• Task instructions
Copy exactly the last part of the entries, starting from the line with "the green umbrella" and including the final line.

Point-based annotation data
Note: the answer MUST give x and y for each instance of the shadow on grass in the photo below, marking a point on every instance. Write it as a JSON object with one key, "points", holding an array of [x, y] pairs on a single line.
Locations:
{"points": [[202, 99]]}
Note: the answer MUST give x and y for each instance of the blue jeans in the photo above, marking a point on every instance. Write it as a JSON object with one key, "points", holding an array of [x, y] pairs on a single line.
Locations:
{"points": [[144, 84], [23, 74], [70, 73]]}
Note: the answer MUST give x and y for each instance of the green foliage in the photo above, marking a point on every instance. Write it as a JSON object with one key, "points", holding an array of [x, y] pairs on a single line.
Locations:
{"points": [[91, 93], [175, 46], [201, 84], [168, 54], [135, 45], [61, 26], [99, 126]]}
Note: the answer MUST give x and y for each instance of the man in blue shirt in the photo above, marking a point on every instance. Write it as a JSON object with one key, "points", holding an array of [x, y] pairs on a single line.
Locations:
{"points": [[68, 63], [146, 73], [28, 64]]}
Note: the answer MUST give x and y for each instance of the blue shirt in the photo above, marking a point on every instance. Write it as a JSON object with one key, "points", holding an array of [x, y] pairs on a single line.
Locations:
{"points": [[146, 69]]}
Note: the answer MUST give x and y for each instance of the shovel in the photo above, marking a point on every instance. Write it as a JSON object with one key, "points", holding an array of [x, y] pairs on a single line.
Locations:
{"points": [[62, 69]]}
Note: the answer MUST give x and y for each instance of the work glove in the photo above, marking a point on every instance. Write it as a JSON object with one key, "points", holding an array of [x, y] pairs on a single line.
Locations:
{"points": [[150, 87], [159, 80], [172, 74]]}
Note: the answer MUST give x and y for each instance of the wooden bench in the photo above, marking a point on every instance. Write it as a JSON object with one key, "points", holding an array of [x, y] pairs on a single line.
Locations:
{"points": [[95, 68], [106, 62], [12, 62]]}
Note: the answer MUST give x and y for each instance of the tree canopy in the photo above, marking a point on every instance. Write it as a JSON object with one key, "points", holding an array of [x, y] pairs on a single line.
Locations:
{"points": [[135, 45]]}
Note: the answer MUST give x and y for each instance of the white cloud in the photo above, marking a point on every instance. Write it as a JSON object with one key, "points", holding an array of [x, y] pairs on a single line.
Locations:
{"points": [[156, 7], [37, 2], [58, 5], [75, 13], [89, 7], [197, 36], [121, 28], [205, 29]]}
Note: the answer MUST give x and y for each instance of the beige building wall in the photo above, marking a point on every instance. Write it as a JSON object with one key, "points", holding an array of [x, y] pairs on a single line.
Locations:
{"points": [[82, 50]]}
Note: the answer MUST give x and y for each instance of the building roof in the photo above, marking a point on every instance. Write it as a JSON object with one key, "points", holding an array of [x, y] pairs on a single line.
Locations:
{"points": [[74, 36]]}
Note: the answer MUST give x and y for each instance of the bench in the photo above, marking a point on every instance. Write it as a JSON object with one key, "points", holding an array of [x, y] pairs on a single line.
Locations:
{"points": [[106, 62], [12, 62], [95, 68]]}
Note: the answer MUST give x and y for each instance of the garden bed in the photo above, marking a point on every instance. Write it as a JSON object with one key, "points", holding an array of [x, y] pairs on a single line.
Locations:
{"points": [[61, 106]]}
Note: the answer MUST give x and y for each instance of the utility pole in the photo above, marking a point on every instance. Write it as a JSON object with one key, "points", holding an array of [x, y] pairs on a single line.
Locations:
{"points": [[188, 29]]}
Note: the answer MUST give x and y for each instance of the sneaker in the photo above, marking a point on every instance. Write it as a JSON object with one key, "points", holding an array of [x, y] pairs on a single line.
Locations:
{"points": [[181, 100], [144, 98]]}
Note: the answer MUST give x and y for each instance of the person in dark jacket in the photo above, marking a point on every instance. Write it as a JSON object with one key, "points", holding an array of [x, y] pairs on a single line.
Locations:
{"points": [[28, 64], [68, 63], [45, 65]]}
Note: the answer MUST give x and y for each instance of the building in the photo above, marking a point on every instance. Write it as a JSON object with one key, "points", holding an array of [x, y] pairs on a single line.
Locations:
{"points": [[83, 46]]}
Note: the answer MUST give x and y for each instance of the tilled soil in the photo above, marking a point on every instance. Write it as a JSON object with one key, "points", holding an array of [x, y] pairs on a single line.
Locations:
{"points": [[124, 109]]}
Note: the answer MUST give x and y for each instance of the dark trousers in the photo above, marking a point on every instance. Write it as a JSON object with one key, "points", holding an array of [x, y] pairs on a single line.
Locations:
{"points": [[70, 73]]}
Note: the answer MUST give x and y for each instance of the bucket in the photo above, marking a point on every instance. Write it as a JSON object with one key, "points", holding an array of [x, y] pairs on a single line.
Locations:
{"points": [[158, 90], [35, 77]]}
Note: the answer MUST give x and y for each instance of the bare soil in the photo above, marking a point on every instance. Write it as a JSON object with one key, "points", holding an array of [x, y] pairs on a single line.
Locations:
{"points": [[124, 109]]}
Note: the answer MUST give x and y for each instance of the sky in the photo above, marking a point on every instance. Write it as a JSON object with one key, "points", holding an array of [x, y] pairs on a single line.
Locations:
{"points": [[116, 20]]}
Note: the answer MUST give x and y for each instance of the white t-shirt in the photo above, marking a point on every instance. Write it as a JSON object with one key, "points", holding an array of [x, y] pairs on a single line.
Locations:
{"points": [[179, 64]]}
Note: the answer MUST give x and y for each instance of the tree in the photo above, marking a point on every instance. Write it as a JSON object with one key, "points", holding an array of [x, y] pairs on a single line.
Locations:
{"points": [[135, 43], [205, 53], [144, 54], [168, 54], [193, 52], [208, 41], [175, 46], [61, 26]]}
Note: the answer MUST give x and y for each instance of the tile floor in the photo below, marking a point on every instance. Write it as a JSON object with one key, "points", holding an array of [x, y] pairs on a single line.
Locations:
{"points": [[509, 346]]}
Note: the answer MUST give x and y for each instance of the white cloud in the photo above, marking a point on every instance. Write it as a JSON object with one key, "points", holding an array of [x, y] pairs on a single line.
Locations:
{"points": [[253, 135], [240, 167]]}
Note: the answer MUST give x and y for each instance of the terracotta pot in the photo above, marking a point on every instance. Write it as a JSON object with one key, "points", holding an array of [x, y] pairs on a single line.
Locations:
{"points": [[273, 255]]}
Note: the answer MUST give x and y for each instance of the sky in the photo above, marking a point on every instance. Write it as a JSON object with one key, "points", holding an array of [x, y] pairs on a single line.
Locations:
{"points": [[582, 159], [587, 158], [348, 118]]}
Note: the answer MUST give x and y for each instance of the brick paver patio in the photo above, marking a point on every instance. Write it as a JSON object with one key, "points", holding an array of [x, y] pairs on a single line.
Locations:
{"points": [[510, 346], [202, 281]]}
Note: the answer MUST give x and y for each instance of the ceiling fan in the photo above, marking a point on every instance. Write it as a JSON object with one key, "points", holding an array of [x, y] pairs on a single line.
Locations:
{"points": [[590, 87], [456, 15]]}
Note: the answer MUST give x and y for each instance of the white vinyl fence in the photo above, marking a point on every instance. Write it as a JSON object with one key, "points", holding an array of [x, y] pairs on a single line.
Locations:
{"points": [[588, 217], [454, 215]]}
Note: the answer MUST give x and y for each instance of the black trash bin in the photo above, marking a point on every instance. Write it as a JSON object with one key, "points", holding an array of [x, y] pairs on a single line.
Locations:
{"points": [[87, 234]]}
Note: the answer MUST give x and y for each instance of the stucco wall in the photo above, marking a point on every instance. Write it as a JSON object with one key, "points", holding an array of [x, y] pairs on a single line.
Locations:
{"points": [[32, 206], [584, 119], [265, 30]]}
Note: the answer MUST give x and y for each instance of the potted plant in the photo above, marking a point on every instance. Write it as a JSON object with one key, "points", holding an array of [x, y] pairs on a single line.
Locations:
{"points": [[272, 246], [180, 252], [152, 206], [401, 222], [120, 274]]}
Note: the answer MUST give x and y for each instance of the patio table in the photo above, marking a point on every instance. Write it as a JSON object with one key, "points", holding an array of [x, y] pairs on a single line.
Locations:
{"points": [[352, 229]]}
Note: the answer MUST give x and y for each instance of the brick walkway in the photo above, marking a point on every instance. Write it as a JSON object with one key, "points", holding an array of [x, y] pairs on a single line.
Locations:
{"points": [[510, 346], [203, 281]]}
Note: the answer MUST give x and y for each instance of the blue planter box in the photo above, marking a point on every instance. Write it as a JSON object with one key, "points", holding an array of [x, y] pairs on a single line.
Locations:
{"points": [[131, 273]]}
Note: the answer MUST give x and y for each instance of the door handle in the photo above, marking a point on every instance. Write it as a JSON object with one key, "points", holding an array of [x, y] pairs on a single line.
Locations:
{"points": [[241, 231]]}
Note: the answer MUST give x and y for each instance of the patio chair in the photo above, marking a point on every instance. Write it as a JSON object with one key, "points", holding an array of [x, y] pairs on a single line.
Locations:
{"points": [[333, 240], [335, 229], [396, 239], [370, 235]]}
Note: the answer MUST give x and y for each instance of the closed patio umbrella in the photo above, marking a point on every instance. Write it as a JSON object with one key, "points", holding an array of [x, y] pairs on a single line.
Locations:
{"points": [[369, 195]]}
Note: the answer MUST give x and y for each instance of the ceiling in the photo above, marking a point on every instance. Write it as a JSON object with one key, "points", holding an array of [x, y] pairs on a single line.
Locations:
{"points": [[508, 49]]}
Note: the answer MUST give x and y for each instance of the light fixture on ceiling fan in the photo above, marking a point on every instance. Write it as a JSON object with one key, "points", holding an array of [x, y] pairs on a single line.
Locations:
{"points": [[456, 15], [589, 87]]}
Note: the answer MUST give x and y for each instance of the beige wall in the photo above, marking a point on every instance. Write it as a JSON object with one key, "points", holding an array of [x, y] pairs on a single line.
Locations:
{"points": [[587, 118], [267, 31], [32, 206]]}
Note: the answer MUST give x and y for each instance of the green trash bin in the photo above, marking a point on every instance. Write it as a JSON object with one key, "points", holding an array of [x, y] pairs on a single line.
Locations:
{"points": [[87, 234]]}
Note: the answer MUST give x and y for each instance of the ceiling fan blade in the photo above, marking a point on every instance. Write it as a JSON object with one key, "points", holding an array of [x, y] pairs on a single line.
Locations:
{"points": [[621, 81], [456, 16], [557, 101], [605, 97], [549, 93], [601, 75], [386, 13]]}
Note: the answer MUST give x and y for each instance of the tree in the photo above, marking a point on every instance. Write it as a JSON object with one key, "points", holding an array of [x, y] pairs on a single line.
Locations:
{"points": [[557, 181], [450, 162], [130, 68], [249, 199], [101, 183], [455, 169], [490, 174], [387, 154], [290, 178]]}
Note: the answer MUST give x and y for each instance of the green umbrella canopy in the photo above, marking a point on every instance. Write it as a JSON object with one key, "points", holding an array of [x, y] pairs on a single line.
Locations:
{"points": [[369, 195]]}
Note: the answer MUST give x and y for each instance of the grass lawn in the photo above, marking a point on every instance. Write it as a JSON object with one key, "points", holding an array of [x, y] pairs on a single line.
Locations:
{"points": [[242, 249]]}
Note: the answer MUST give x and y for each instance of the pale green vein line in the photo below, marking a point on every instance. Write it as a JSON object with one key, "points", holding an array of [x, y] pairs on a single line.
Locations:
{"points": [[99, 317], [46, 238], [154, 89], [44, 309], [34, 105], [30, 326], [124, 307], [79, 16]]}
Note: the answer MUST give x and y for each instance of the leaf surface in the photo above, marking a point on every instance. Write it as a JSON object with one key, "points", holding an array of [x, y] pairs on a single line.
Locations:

• Solution to this problem
Note: the answer MUST give x and y for each instance of the green umbrella canopy in the photo above, marking a point on every instance. Write it as a JSON object with one key, "points", holding an array of [x, y] pairs on a single line.
Locations:
{"points": [[369, 195]]}
Note: the answer MUST give x and y for each instance of the grass lawn in the photo above, marking a point on every instance. Write it as a JSON object with one key, "points", holding an array of [x, y] pairs on a single line.
Locations:
{"points": [[242, 249]]}
Note: the answer MUST give x and y for each instance of the pale green vein line in the photo below, marking a point on every instance. Write it as a JSON object with one key, "points", holding an array of [x, y] pairs on a single line.
Locations:
{"points": [[99, 317], [46, 238], [154, 89], [44, 309], [34, 105], [30, 326], [124, 307], [79, 16]]}
Note: the answer MUST give x and y for each instance of the leaf surface in the photo above, marking a point on every instance. Write it as a JSON object with one key, "points", holding an array of [x, y] pairs on a single line.
Locations:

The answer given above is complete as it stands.